Причиной стала критика — хотя и осторожная — выступления премьерши труппы Фридерики Гензель, которую позволил себе Лессинг. В двадцатом очерке от 7 июля 1767 года, говоря о представлении французской «слезной комедии» «Сения» Франсуазы де Граффиньи, автор заметил, что мастерство Гензель, игравшей героиню пьесы, молодую воспитанницу почтенного Доримона, гораздо выше выбранной ею роли, но он сам, однако, не желал бы «выполнять всего того, что не может выполнять превосходно». Эта фраза критика намекала на властные притязания Гензель, захватывавшей любые, в том числе неподходящие ей роли, только бы прослыть единственной «звездой». Не терпящая успеха соперниц, Гензель забирала все эффектные роли, хотя многие из них не отвечали ее данным. Однако говорить о том вслух не смели. Нарушив неписаный закон, Лессинг вызвал бурю негодования премьерши. Чтобы подобное не повторилось, критик твердо решил не разбирать игру актеров. Свое намерение Лессинг выполнил. Вот почему дальнейшие три четверти очерков «Гамбургской драматургии» лишены его ценных размышлений об искусстве отечественных исполнителей. Лессингу, активно и плодотворно интересовавшемуся всем, что касалось сцены, выполнить это было нелегко. И все же, боясь подвергнуть жизнь Гамбургской сцены лишним осложнениям, Лессинг вынужден был поступить именно так.

Скандал «оскорбленной» Фридерикой Гензель был подготовлен давно. Уже в самом начале работы Лессинга в Гамбурге актриса всячески дискредитировала его как критика. Она и ее приверженцы не уставали распускать всевозможные злоумышленные слухи. Один из них, например, гласил, что Лессинг по-настоящему не знает спектаклей, о которых пишет: почти все время он проводит в буфете и лишь изредка заглядывает на сцену сквозь щель приоткрытой двери партера. Эта и другие подобные небылицы сочинялись не случайно. Актеры — и первая из них Фридерика Гензель — считали, что Лессинг, получающий жалованье от театра, призван восхвалять все постановки и всех актеров. А убедившись, что он критик, чуждый компромиссов, разочаровались и осердились, так как не находили в его рецензиях дифирамбов в свою честь, на появление которых рассчитывали. Вот тут-то версия Гензель о нерадивости Лессинга-критика многим из труппы пригодилась.

В Гамбургском национальном театре имелись, конечно, артисты, достойные серьезного разговора и поддержки. Но анализ их игры именно потому и не появлялся в отзывах Лессинга. Пример — талантливая Сусанна Мёкур, особенно восхищавшая исполнением субреток и жеманниц и превосходившая в том «универсальную» мадам Гензель. Зная коварство гамбургской премьерши, Мёкур сразу же просила Лессинга не разбирать роли, которые играет. Сусанна имела на то основания, и критик не пренебрег ее просьбой. А потому в эссе «Гамбургской драматургии» нет не только оценки игры этой интересной актрисы, но даже ее имени.

══════════════════════════════

Ответьте по тексту о Лессинге:
(а) В каком по счету очерке и от какой даты Лессинг высказался об игре Гензель в «Сении»?
(б) Где, согласно слуху, который распускали Гензель и ее приверженцы, Лессинг проводил почти все время спектакля?
(в) В исполнении каких ролей особенно восхищала Сусанна Мёкур?

══════════════════════════════

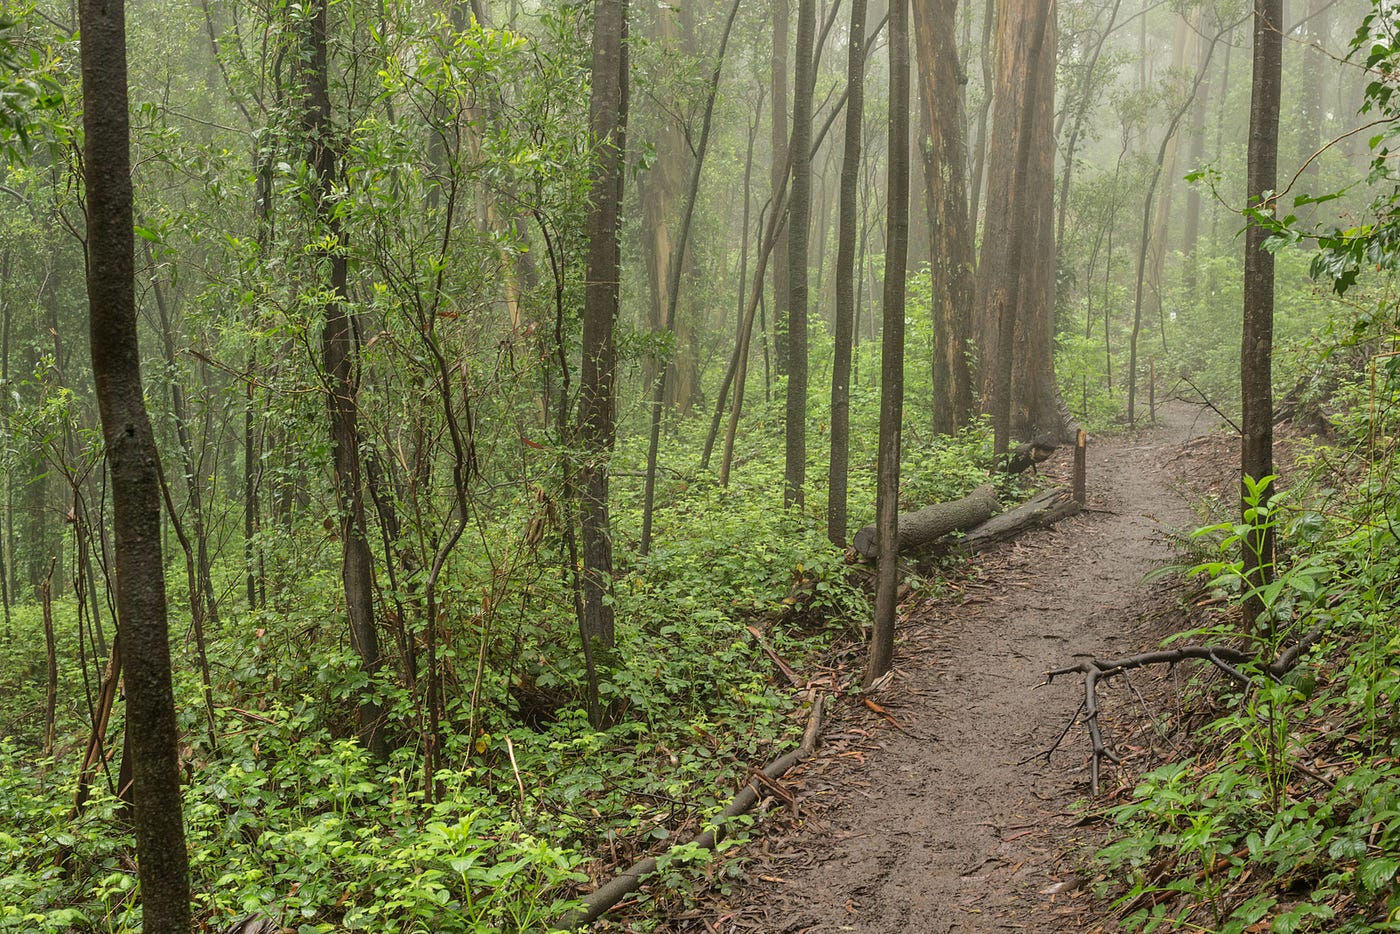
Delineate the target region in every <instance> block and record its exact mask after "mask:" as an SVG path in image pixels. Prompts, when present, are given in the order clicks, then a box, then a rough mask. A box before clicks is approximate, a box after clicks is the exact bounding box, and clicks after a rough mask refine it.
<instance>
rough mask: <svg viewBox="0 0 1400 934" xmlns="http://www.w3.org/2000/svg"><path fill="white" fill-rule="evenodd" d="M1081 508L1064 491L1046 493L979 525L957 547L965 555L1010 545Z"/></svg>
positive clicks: (1030, 499) (965, 536)
mask: <svg viewBox="0 0 1400 934" xmlns="http://www.w3.org/2000/svg"><path fill="white" fill-rule="evenodd" d="M1082 508H1084V507H1082V506H1081V504H1079V503H1077V501H1075V499H1074V494H1072V492H1070V490H1065V489H1063V487H1056V489H1053V490H1046V492H1044V493H1040V494H1039V496H1035V497H1032V499H1029V500H1026V501H1025V503H1022V504H1021V506H1018V507H1016V508H1014V510H1007V511H1005V513H1002V514H1001V515H995V517H993V518H990V520H987V521H986V522H983V524H981V525H977V527H974V528H973V529H972V531H969V532H967V535H965V536H963V538H962V541H959V542H958V545H959V548H962V549H963V550H966V552H980V550H983V549H986V548H991V546H993V545H998V543H1001V542H1009V541H1011V539H1014V538H1016V536H1019V535H1023V534H1025V532H1030V531H1033V529H1040V528H1049V527H1050V525H1054V524H1056V522H1058V521H1060V520H1063V518H1065V517H1068V515H1074V514H1075V513H1078V511H1079V510H1082Z"/></svg>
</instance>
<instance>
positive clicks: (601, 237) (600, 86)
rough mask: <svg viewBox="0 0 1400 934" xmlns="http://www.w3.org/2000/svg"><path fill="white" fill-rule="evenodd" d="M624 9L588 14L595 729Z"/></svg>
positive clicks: (591, 544)
mask: <svg viewBox="0 0 1400 934" xmlns="http://www.w3.org/2000/svg"><path fill="white" fill-rule="evenodd" d="M626 29H627V3H626V0H599V1H598V4H596V6H595V8H594V59H592V97H591V99H589V106H588V113H589V129H591V134H592V140H594V146H595V147H596V151H595V157H594V171H592V185H591V193H592V195H591V197H592V206H591V207H589V211H588V273H587V283H588V284H587V290H585V300H584V332H582V372H581V384H580V402H578V442H580V448H581V458H582V462H581V465H580V468H581V471H580V473H581V483H580V500H581V532H582V559H584V560H582V566H584V574H582V601H581V604H580V618H578V627H580V636H581V639H582V646H584V662H585V665H587V669H588V716H589V720H591V721H592V723H594V725H601V724H602V720H603V710H602V707H601V704H599V697H598V671H599V667H601V665H603V664H606V661H608V657H609V655H610V654H612V648H613V639H615V633H613V608H612V597H610V594H612V569H613V546H612V528H610V524H609V503H608V458H609V454H610V452H612V447H613V441H615V438H616V431H617V428H616V421H615V416H613V406H615V396H616V347H615V342H613V326H615V325H616V321H617V294H619V286H620V281H619V280H620V274H622V258H620V249H619V237H617V230H619V225H620V223H622V195H623V165H624V161H623V154H624V151H626V108H627V57H626V45H624V42H626V39H624V36H626Z"/></svg>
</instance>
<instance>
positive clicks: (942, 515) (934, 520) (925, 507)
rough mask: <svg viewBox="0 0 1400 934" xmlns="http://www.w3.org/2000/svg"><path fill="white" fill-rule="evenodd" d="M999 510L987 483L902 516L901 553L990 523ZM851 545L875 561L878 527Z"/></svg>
mask: <svg viewBox="0 0 1400 934" xmlns="http://www.w3.org/2000/svg"><path fill="white" fill-rule="evenodd" d="M997 508H998V506H997V493H995V492H994V490H993V489H991V485H990V483H984V485H983V486H979V487H977V489H976V490H973V492H972V493H969V494H967V496H965V497H962V499H960V500H951V501H948V503H934V504H932V506H925V507H924V508H921V510H916V511H913V513H900V515H899V550H900V552H907V550H910V549H914V548H920V546H923V545H928V543H930V542H934V541H937V539H939V538H942V536H944V535H948V534H949V532H956V531H959V529H970V528H973V527H974V525H980V524H983V522H986V521H987V520H990V518H991V517H993V515H994V514H995V513H997ZM851 545H853V546H854V548H855V550H857V552H860V553H861V555H864V556H865V557H871V559H874V557H875V556H876V555H878V553H879V538H878V536H876V535H875V525H874V524H871V525H867V527H865V528H862V529H861V531H860V532H857V534H855V538H854V539H853V541H851Z"/></svg>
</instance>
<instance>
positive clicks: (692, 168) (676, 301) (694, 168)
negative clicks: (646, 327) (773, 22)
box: [638, 0, 739, 555]
mask: <svg viewBox="0 0 1400 934" xmlns="http://www.w3.org/2000/svg"><path fill="white" fill-rule="evenodd" d="M738 14H739V0H734V3H731V4H729V15H728V17H727V18H725V21H724V34H722V35H721V36H720V52H718V53H717V55H715V57H714V67H713V69H711V71H710V90H708V92H707V95H706V104H704V118H703V119H701V120H700V144H699V146H697V147H696V154H694V155H696V158H694V164H693V165H692V167H690V181H689V182H687V183H686V193H685V203H683V206H682V209H680V235H679V237H678V238H676V242H675V246H673V256H671V259H669V260H668V279H666V283H665V293H664V294H665V295H666V307H665V311H664V315H662V319H661V328H662V330H664V332H666V333H675V332H676V307H678V300H679V298H680V272H682V269H683V267H685V258H686V246H687V245H689V242H690V224H692V221H693V220H694V210H696V202H697V200H699V197H700V172H701V171H703V169H704V154H706V151H707V150H708V147H710V127H711V123H713V119H714V104H715V99H717V98H718V97H720V76H721V73H722V69H724V53H725V50H727V49H728V48H729V34H731V32H732V31H734V20H735V17H736V15H738ZM692 363H693V358H692ZM673 368H675V367H673V364H672V365H664V367H661V371H659V372H658V374H657V375H655V377H654V382H652V395H651V437H650V440H648V442H647V480H645V486H644V492H643V504H641V548H640V549H638V550H640V552H641V553H643V555H647V553H648V552H650V550H651V522H652V514H654V510H655V503H657V454H658V448H659V445H661V409H662V406H664V405H665V400H666V386H669V385H671V382H672V379H671V371H672V370H673ZM682 405H685V403H683V402H682Z"/></svg>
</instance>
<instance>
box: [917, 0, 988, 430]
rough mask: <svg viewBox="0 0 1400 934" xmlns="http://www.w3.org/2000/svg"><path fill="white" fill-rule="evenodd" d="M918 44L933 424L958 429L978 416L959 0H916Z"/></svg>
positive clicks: (917, 54)
mask: <svg viewBox="0 0 1400 934" xmlns="http://www.w3.org/2000/svg"><path fill="white" fill-rule="evenodd" d="M913 8H914V48H916V59H917V62H918V74H920V87H921V90H923V94H921V98H923V112H924V123H925V126H927V127H928V137H927V150H925V154H924V179H925V192H927V195H928V200H927V202H925V206H927V209H928V216H930V217H931V218H932V220H931V227H932V235H931V242H932V253H931V256H930V259H931V270H932V293H934V294H932V308H931V312H932V319H934V321H932V323H934V353H932V378H934V399H932V412H934V430H935V431H942V433H948V434H951V433H953V431H956V430H958V428H960V427H962V426H965V424H967V420H969V419H970V417H972V414H973V391H972V368H970V367H969V364H967V344H969V340H970V337H972V335H970V330H972V301H973V294H974V291H976V281H974V279H973V245H972V224H970V223H969V217H967V182H966V175H965V171H966V165H967V141H966V133H965V126H963V112H962V98H963V94H962V83H963V78H962V66H960V64H959V62H958V48H956V45H953V28H955V17H956V13H958V0H917V1H916V3H914V4H913Z"/></svg>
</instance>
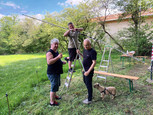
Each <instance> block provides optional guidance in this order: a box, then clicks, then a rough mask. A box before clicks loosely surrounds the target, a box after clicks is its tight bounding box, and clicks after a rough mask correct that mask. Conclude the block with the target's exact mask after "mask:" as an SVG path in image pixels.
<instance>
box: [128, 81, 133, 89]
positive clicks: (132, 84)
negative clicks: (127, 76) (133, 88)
mask: <svg viewBox="0 0 153 115" xmlns="http://www.w3.org/2000/svg"><path fill="white" fill-rule="evenodd" d="M129 88H130V92H132V91H133V81H132V80H130V79H129Z"/></svg>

══════════════════════════════

Ответ к заданию -
(а) В двадцатом очерке от 7 июля 1767 года.
(б) В буфете.
(в) Субреток и жеманниц.